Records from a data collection
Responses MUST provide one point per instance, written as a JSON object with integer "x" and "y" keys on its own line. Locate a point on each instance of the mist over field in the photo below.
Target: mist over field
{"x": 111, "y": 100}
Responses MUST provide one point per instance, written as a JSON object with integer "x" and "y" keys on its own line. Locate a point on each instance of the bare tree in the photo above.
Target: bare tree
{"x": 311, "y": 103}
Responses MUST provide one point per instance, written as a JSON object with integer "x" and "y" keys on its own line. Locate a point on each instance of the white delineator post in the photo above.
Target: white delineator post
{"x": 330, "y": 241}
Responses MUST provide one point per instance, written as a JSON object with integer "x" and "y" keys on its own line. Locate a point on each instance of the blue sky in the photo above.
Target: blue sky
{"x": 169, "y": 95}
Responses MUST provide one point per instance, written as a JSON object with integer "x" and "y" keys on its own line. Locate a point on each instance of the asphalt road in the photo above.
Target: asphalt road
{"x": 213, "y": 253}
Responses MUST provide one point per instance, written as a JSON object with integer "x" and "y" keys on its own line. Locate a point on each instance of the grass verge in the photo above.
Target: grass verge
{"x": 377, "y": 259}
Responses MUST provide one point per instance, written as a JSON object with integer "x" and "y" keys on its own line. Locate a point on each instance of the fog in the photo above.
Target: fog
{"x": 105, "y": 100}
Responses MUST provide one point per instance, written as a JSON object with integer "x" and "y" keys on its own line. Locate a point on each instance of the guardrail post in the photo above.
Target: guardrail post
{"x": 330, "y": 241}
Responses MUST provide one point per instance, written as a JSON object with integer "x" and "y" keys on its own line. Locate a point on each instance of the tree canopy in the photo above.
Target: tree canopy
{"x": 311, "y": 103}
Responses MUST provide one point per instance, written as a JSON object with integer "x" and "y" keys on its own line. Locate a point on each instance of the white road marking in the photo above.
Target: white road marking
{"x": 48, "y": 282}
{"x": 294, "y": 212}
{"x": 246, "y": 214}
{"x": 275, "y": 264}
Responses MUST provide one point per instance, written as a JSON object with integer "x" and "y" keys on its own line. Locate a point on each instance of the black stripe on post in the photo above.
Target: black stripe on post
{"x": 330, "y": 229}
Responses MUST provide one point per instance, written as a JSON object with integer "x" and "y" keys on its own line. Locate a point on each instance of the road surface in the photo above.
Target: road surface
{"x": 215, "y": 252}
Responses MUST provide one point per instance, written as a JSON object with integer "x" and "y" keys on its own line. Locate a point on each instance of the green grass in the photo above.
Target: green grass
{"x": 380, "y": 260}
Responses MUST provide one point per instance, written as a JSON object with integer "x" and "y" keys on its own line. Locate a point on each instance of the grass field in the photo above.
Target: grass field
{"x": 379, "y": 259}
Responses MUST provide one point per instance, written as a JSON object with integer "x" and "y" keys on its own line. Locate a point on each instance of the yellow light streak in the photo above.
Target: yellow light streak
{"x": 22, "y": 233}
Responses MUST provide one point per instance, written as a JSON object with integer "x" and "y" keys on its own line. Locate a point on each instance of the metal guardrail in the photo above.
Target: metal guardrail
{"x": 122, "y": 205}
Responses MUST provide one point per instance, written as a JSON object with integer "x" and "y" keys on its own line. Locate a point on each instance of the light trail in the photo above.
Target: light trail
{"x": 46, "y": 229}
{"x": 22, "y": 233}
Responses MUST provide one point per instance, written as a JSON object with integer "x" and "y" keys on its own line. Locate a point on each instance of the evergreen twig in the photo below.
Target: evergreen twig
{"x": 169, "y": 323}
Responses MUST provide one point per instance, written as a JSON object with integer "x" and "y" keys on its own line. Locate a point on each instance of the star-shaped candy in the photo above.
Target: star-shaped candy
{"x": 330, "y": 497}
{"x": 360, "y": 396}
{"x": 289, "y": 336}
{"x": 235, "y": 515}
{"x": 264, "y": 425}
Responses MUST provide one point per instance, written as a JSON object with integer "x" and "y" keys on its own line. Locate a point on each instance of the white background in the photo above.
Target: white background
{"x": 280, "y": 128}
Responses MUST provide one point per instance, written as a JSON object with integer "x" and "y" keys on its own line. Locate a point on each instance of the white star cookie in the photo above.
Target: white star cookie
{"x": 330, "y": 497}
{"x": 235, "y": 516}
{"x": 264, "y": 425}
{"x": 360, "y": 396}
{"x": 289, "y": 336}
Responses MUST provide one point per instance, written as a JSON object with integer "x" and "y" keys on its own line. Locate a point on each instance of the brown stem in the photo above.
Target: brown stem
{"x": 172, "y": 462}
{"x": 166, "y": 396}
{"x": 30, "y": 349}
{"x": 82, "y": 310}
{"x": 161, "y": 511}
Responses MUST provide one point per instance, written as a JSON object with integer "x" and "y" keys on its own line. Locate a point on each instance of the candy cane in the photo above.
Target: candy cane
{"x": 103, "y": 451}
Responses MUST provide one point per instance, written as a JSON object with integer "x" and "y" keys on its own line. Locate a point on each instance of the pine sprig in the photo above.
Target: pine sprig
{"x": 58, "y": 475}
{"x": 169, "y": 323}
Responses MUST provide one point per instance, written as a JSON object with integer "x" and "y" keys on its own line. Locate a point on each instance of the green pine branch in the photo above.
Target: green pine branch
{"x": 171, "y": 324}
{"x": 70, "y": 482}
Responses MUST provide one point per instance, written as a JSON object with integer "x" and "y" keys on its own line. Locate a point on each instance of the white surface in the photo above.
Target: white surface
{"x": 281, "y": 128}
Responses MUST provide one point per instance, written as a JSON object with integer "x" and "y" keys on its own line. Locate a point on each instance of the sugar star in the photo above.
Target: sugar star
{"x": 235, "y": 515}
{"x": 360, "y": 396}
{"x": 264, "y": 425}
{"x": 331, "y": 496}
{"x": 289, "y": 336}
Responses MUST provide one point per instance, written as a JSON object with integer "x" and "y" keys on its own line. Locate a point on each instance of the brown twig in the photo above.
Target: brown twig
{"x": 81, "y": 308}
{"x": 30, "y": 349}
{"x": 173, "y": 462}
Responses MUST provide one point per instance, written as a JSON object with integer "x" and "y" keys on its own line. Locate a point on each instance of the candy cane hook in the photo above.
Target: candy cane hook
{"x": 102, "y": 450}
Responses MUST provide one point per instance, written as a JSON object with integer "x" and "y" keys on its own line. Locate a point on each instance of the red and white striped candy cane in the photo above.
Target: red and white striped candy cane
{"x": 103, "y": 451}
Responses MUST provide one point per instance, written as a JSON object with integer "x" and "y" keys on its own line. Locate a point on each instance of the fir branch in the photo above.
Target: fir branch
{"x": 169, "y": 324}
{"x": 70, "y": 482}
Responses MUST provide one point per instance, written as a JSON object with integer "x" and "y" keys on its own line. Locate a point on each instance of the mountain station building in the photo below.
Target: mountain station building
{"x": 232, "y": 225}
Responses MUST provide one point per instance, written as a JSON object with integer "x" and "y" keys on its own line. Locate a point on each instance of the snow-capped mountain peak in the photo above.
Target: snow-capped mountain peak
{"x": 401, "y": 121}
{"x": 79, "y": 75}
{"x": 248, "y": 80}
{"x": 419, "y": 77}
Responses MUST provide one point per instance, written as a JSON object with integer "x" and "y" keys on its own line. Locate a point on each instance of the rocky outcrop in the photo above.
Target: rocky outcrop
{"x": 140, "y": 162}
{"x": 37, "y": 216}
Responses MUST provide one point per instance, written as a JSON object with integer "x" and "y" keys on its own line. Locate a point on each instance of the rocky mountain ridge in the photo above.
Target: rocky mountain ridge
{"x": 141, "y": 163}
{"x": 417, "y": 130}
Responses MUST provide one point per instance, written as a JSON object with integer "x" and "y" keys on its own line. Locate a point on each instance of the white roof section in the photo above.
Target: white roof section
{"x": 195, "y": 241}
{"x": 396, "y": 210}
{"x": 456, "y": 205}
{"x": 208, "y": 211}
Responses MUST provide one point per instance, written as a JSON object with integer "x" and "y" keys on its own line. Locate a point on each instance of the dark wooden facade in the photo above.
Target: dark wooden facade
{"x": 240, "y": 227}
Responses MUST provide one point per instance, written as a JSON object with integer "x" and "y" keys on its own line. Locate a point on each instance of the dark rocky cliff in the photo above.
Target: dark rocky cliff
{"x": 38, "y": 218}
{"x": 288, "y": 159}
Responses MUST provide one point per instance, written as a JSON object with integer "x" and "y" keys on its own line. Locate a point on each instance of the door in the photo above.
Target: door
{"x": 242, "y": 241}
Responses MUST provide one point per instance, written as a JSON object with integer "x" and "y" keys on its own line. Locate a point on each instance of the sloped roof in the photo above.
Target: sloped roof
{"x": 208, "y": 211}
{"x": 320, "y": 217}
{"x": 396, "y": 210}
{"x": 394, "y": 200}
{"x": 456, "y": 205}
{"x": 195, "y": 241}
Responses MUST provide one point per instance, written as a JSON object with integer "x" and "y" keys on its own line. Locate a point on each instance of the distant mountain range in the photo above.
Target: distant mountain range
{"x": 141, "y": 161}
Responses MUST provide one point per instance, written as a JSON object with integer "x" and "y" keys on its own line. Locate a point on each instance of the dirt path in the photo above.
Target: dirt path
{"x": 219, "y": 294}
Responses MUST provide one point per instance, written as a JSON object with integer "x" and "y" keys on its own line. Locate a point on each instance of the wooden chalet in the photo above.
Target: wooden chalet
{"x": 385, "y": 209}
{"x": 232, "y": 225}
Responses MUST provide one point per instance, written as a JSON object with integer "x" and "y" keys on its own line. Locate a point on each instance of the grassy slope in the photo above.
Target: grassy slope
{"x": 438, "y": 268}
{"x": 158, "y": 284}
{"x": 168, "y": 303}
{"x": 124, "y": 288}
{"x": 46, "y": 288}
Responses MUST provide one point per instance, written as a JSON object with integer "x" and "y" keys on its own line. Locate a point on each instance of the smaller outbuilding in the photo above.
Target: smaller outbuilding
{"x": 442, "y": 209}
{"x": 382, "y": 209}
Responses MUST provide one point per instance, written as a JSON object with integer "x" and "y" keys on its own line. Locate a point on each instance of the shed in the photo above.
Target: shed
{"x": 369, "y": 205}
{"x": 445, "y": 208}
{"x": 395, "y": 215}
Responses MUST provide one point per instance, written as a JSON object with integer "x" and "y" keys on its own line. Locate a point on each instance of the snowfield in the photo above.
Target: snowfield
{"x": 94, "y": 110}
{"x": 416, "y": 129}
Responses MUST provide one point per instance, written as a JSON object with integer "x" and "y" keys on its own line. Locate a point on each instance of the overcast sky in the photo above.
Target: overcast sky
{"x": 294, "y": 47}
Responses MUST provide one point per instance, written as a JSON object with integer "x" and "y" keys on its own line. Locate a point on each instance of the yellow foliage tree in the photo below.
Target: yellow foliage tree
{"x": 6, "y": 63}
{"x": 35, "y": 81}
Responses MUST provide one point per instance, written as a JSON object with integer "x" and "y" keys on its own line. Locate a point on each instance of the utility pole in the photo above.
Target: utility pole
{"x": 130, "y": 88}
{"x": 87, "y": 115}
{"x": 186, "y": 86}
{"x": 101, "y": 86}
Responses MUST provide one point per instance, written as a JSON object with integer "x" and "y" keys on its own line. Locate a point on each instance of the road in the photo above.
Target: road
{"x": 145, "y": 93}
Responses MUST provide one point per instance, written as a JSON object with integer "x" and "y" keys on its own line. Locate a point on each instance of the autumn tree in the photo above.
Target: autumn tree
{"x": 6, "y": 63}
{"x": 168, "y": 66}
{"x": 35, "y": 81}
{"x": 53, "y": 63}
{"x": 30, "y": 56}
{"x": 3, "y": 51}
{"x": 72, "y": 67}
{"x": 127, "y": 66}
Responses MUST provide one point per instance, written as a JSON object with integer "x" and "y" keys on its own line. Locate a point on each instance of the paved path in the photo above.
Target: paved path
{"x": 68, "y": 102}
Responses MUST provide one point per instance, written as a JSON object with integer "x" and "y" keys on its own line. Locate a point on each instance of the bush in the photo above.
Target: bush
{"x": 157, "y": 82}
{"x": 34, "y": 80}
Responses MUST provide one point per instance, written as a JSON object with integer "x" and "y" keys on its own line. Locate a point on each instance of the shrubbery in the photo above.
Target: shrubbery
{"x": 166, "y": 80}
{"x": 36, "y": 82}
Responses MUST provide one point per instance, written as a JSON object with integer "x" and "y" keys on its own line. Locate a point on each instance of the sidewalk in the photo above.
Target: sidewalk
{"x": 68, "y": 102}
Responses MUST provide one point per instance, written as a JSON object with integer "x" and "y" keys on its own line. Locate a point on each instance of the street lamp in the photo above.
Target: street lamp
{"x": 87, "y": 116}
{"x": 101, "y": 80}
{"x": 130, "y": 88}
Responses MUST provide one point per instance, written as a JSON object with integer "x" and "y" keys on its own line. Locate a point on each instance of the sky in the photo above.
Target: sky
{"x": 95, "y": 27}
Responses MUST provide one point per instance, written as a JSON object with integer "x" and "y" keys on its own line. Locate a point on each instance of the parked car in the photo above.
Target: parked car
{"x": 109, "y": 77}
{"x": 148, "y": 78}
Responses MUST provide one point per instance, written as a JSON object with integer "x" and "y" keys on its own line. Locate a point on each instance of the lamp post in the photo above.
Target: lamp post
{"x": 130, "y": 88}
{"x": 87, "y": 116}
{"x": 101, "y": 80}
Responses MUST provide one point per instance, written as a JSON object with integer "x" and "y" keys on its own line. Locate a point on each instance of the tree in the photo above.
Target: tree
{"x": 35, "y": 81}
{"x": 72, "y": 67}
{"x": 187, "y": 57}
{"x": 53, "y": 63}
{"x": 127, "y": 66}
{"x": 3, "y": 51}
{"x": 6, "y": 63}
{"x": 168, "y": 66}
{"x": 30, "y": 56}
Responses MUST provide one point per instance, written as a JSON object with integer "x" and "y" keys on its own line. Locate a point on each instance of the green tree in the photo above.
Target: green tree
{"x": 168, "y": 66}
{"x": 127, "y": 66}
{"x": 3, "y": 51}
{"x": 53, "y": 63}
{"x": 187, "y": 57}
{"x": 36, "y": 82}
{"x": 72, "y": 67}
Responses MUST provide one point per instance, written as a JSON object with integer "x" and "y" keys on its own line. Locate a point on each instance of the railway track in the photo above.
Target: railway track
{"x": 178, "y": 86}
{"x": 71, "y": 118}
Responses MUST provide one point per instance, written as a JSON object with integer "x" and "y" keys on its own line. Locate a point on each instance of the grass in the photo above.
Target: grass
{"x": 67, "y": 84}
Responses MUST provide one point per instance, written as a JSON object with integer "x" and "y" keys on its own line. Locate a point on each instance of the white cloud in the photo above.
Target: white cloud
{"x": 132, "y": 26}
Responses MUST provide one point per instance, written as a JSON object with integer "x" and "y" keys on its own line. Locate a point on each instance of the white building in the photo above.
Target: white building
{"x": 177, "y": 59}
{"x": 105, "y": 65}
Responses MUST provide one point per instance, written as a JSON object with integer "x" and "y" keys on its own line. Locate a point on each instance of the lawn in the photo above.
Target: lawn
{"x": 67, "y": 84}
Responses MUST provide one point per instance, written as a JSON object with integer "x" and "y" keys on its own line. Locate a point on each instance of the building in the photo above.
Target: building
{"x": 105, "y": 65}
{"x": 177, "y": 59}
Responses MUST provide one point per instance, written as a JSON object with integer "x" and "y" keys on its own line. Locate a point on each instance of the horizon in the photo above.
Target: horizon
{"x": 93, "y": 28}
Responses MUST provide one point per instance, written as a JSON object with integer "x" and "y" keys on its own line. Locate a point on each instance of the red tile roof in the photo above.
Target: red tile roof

— Your objective —
Please copy only the lines between the first line of the entries and the line with "guardrail post in the photo above.", keeping those two end lines as well, exactly as written.

— Solution below —
Responses MUST provide one point per instance, written as a JSON object with integer "x" and "y" keys on its own line. Locate a point on each instance of the mist over field in the photo below.
Target: mist over field
{"x": 111, "y": 100}
Responses MUST provide one point per instance, written as a JSON object with integer "x" and "y" keys on its own line. Locate a point on each instance of the bare tree in the photo above.
Target: bare tree
{"x": 311, "y": 103}
Responses MUST provide one point per instance, written as a JSON object with integer "x" and "y" keys on its own line. Locate a point on each instance of the white delineator post in the photo above.
Target: white delineator post
{"x": 330, "y": 241}
Responses MUST provide one point per instance, written as a JSON object with integer "x" and "y" keys on its own line. Locate a point on each instance of the blue sky in the photo above.
Target: blue sky
{"x": 169, "y": 95}
Responses MUST provide one point per instance, written as a JSON object with integer "x" and "y" keys on its own line. Locate a point on each instance of the asphalt road in the photo above.
Target: asphalt road
{"x": 213, "y": 253}
Responses MUST provide one point per instance, written as a JSON object with integer "x" and "y" keys on its own line. Locate a point on each instance of the grass verge in the photo above.
Target: grass verge
{"x": 377, "y": 259}
Responses MUST provide one point per instance, written as a JSON object with integer "x" and "y" keys on its own line. Locate a point on each instance of the fog in the photo above.
Target: fog
{"x": 105, "y": 100}
Responses MUST provide one point per instance, written as a JSON object with integer "x" and "y" keys on its own line. Locate a point on each instance of the guardrail post in the photo above.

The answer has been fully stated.